Problem statement >> Word for word, restate every line of the listing that follows.

Supplied data >>

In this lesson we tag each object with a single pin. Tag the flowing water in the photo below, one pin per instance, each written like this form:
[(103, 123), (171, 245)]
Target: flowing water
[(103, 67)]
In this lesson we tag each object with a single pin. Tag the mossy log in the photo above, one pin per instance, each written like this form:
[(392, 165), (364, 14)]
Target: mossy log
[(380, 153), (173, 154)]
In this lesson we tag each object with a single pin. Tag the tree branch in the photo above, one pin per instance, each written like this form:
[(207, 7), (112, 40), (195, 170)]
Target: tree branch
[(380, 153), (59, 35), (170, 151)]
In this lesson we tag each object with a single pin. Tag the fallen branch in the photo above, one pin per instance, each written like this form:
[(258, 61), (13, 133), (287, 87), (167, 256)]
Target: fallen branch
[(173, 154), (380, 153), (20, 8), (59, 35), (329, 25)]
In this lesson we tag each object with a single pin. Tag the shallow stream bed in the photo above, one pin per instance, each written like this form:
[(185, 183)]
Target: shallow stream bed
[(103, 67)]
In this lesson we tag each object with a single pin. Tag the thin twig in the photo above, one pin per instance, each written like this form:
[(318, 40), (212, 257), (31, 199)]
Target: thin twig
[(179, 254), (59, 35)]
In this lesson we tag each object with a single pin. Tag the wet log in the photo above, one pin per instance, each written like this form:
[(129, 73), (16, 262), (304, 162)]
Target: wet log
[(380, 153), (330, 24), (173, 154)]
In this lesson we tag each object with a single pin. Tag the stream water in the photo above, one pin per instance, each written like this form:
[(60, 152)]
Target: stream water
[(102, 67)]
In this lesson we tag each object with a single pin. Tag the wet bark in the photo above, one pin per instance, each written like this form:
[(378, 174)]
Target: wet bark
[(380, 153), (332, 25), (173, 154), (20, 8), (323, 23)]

Solution to this problem >>
In this lesson we tag each object with a single pin. Tag the flowing water in the photo below, one pin per instance, each written like this form:
[(103, 123), (171, 245)]
Target: flowing water
[(103, 67)]
In this lesson we tag each object with a single pin. Tag the mossy log in the photo above, one pin per instance, each written like this form:
[(392, 165), (364, 14)]
Target: mossy log
[(380, 153), (173, 154)]
In this lesson we tag each object with a single pin. Tag the tree branch in the photo above, one pin per instance, each written like this form:
[(207, 7), (112, 40), (195, 170)]
Target: tree branch
[(380, 153), (59, 35), (170, 151)]
In this lesson we tag each object with a single pin. Tag the fallen branch in the photo above, one pin per instance, each written like this form:
[(258, 61), (13, 133), (287, 87), (167, 256)]
Target: fallen branch
[(173, 154), (380, 153), (20, 8), (59, 35), (329, 25)]
In this lesson we tag each object with a single pin. Tag the shallow stream bed in the photo above, one pin per instance, each written like this form:
[(185, 183)]
Target: shallow stream bed
[(103, 67)]
In this lesson we tag each object with a single pin. Tag the thin twig in the photo above, one pin per instance, each written like this form:
[(318, 40), (212, 257), (31, 199)]
Target: thin twig
[(179, 254), (59, 35)]
In this lesson we tag each object with a single pin. Tag the wet log in the photo above, one pin per instance, each written like this form:
[(129, 73), (16, 262), (304, 162)]
Target: wet log
[(380, 153), (330, 24), (173, 154)]
In this lesson we tag each object with a single pin. Tag the stream water in the photo above, one pin per instance, each written like this form:
[(60, 152)]
Target: stream water
[(102, 67)]
In this lesson we tag each object with a single pin. Tag the wet bark in the photo above, one pin per instance, each written like this form:
[(378, 174)]
Target: wet bark
[(380, 153), (332, 25), (173, 154), (20, 8), (323, 23)]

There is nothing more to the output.